───── Records for the task ─────

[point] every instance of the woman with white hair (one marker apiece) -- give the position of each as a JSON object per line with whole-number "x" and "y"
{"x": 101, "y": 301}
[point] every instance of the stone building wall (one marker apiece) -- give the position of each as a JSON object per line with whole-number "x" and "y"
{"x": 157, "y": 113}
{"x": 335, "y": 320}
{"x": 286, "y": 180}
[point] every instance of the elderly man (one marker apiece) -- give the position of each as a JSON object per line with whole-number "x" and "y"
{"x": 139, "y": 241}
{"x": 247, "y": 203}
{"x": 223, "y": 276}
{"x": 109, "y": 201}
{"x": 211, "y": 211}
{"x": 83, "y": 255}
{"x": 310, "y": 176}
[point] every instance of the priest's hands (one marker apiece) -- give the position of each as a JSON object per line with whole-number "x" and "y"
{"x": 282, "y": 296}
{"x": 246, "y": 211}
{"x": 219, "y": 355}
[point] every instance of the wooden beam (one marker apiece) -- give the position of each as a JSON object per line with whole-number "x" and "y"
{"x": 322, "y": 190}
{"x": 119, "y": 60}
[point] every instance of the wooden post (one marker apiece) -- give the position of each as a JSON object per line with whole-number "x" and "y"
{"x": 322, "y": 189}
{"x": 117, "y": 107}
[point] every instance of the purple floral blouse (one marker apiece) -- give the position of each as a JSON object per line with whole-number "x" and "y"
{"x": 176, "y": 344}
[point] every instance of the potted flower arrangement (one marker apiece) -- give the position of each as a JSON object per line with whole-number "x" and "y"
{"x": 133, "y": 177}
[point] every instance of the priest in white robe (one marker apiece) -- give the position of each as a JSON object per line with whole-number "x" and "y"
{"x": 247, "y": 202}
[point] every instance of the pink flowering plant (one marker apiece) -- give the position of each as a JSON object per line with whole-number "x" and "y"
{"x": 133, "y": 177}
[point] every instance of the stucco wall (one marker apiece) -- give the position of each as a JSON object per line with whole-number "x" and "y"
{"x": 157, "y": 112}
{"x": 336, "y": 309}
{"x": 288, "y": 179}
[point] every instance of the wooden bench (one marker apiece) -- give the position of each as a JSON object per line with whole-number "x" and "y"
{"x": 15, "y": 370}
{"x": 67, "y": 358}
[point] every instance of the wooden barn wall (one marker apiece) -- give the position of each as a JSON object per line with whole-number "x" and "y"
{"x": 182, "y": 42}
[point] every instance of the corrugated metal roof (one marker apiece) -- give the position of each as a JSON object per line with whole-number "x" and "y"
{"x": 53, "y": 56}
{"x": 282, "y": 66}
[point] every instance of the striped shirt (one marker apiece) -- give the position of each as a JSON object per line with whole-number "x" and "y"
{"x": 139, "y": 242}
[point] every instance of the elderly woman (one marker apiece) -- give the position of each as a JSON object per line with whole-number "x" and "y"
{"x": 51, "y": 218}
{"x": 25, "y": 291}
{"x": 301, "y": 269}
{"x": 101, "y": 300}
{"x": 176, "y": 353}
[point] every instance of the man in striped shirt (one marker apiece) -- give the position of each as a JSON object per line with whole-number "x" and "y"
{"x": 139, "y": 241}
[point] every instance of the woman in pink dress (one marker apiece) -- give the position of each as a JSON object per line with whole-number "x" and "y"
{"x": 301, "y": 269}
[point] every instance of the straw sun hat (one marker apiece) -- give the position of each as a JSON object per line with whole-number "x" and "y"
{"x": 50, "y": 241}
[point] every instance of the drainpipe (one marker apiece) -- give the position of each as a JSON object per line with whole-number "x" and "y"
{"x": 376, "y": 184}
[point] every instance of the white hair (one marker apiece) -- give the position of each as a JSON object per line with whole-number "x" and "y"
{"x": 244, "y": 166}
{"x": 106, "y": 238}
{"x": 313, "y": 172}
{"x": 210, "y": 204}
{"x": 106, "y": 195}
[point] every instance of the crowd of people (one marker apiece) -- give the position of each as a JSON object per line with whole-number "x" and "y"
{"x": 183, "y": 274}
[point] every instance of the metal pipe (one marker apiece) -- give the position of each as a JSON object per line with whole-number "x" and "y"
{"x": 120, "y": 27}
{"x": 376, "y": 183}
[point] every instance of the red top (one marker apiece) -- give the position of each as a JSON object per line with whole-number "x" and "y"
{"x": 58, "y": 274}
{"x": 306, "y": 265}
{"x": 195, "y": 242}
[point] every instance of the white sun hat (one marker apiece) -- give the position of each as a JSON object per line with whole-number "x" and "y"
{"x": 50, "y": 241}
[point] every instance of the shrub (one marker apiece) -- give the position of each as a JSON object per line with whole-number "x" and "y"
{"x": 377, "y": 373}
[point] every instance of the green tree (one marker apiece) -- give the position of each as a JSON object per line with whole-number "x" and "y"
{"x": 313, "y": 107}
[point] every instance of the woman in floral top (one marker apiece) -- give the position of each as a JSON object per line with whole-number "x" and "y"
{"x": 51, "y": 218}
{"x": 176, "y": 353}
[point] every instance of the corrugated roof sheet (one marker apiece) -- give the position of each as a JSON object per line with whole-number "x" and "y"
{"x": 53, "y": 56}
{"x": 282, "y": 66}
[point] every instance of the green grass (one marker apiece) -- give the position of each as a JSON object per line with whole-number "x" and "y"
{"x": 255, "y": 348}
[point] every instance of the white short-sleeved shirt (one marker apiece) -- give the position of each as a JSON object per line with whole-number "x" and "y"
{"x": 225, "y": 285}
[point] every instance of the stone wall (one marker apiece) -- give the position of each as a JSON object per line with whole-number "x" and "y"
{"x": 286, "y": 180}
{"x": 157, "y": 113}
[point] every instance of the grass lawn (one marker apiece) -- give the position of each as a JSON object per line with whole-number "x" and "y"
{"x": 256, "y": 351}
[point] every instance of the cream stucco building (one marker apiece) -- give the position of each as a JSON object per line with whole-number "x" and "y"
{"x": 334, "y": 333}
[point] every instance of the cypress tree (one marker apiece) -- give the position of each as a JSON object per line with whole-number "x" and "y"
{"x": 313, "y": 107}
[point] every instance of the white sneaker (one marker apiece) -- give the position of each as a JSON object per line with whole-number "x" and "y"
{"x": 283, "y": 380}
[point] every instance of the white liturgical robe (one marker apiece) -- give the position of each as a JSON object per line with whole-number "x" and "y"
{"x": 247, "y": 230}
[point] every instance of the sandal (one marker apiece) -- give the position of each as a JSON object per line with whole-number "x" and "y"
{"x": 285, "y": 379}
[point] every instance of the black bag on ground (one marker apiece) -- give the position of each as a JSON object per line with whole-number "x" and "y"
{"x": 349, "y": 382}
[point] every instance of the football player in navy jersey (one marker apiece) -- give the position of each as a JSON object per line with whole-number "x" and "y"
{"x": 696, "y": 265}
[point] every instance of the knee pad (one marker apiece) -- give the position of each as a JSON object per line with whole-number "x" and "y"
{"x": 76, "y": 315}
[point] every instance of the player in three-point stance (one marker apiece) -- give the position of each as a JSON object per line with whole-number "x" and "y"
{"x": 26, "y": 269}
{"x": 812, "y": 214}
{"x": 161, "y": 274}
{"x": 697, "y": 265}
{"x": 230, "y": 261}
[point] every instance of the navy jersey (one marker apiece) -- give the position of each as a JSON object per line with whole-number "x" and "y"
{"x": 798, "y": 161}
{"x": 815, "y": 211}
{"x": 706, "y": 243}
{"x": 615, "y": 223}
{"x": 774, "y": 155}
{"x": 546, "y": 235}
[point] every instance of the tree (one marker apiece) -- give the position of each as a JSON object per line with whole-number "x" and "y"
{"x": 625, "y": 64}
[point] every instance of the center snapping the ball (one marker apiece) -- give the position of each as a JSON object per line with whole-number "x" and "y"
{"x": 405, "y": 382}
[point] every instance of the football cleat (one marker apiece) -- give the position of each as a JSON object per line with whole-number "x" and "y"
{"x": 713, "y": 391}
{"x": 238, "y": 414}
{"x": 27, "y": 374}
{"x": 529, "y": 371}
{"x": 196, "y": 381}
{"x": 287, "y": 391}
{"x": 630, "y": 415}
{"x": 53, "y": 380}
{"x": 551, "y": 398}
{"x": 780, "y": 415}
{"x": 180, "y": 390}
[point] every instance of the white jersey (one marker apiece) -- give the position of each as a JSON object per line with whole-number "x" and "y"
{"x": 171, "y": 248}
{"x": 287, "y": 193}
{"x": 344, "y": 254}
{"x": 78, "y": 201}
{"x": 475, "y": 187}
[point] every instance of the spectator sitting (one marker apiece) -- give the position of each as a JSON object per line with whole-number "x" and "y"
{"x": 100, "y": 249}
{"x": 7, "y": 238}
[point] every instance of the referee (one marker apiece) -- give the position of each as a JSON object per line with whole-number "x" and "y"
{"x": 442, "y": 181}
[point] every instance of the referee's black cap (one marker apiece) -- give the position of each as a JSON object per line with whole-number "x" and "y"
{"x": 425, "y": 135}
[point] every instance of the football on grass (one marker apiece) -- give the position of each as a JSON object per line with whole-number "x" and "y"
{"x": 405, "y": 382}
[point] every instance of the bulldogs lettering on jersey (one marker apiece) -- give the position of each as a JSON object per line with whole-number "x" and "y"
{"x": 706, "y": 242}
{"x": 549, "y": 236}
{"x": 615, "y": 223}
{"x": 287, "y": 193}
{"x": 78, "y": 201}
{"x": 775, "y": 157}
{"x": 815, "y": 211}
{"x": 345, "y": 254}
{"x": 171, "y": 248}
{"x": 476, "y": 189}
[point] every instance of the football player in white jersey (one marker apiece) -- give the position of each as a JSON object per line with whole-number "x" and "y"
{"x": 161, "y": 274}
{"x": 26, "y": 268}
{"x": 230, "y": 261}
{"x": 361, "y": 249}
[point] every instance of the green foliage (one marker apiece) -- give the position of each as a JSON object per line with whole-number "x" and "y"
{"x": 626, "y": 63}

─────

◆ What is needed ◆
Beginning at the line containing "[point] every instance of the referee (one", repeat each line exactly through the last line of the entries, and include no other lines.

◆ Full output ◆
[point] every instance of the referee (one marker apiece) -- give the position of each as a JSON object per line with whole-number "x" and "y"
{"x": 442, "y": 181}
[point] every instance of the referee's black cap (one marker apiece) -- give the position of each as a JSON object per line with whole-number "x" and "y"
{"x": 425, "y": 135}
[point] every instance of the football on grass (one marker apiece) -- give the position of each as a JSON object per line with whole-number "x" and "y"
{"x": 405, "y": 382}
[point] every instance of the bulldogs lettering on jersey (one marker apiece) -- give the position of each as a JSON object per line with whole-number "x" and "y"
{"x": 706, "y": 242}
{"x": 549, "y": 236}
{"x": 615, "y": 223}
{"x": 287, "y": 193}
{"x": 78, "y": 201}
{"x": 775, "y": 157}
{"x": 815, "y": 211}
{"x": 345, "y": 254}
{"x": 171, "y": 248}
{"x": 476, "y": 189}
[point] every instance of the football player in white jersey (one marker apiece) -- give the position of each as a JSON object per line with whole-number "x" and "y"
{"x": 161, "y": 274}
{"x": 26, "y": 268}
{"x": 230, "y": 261}
{"x": 361, "y": 249}
[point] every instance of the green foliage (one marker apiece) -- give the position of each as a JSON object per line with whole-number "x" and "y"
{"x": 626, "y": 63}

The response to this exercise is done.